GIVEN ENTRIES.
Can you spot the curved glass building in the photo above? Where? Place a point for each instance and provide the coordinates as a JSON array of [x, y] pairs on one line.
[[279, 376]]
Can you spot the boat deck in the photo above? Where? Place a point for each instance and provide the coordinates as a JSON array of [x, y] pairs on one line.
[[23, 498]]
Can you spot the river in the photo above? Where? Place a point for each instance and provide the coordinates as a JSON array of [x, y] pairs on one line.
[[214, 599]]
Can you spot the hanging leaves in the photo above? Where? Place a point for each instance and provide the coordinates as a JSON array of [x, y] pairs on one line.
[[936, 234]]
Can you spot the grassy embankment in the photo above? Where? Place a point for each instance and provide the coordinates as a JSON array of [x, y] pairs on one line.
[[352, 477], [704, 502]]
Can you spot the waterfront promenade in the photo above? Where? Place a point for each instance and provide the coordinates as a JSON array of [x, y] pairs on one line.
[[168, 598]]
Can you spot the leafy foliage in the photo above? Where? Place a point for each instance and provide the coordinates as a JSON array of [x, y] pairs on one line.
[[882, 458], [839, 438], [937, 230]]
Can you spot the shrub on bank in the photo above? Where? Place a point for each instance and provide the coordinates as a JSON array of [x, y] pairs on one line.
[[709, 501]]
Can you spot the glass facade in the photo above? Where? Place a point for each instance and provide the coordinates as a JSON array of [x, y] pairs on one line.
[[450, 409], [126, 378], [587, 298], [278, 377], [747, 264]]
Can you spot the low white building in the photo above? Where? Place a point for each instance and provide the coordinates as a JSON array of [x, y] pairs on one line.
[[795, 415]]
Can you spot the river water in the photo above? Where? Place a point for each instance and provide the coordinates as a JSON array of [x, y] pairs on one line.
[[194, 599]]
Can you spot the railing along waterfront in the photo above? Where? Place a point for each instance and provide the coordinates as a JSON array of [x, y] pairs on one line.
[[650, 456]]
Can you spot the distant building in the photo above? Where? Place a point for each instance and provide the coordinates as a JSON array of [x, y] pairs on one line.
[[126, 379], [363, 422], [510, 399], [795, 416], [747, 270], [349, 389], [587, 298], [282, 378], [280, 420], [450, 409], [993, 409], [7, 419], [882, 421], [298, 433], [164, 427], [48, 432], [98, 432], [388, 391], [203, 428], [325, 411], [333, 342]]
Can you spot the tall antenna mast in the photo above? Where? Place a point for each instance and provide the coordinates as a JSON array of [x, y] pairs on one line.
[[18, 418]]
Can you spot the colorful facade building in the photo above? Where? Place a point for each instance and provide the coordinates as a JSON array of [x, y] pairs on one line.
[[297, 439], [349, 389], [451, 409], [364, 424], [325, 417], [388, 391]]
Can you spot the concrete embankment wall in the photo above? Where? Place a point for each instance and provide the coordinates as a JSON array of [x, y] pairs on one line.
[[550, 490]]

...

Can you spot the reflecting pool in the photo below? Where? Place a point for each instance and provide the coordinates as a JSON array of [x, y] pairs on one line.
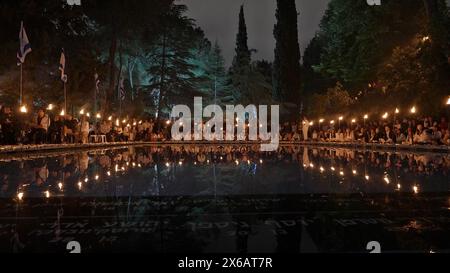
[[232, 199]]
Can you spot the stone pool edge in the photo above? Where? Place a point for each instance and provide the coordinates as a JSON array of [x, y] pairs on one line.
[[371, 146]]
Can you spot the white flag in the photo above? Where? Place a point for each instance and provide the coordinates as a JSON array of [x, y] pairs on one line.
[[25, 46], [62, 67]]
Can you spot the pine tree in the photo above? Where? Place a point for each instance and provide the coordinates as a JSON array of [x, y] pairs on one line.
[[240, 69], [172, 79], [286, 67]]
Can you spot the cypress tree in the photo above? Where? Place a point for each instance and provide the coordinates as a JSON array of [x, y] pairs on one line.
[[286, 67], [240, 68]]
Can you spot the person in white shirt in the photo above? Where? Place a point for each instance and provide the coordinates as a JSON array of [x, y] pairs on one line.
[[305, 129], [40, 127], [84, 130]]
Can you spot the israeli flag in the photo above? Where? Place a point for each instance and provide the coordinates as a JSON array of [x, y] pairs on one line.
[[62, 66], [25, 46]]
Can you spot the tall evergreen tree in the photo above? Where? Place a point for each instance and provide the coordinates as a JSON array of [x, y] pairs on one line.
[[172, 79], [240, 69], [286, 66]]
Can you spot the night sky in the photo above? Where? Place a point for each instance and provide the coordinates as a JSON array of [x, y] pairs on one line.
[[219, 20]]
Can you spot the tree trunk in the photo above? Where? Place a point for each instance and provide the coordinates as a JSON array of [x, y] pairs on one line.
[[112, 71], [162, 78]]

--

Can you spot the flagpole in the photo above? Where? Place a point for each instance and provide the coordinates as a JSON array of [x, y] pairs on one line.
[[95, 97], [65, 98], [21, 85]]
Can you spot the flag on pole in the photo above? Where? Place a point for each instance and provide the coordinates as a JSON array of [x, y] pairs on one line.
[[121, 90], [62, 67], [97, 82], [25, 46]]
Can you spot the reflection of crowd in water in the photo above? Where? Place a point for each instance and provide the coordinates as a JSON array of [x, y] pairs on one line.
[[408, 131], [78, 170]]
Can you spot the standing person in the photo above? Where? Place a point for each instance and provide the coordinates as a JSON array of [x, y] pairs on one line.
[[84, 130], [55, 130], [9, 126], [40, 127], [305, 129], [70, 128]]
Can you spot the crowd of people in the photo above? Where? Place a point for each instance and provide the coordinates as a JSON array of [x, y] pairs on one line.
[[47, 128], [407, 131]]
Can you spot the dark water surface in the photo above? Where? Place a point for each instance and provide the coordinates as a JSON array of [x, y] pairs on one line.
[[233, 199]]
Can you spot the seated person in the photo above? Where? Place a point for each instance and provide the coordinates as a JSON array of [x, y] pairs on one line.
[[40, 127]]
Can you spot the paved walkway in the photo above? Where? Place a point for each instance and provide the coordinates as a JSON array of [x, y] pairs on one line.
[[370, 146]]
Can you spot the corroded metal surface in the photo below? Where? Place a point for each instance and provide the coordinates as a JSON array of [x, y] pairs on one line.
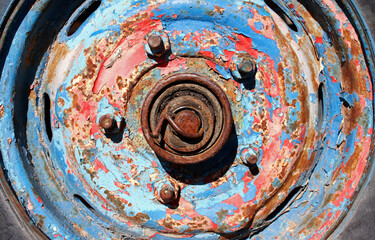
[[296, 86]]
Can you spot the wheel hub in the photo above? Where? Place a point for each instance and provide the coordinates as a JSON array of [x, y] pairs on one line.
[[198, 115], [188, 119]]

AIM OF THE TASK.
Please rewrite every row from the one containing "Can you spot the curved" down to the one containing "[[23, 498]]", requests included, rescaling each point coordinate in the answers by 1.75 and rounding to whole numbers, with halves going up. Keep the requests as they are.

THE COMPLETED TASK.
Can you spot the curved glass building in the photo above? Where? Place a point for each instance and provide the coordinates as a JSON array of [x, y] pairs on one line.
[[488, 658]]
Can you spot the boat deck in the photo above? Where? Place a point for each instance and provide the coordinates as a JSON array of [x, y] pairs on one line.
[[40, 872]]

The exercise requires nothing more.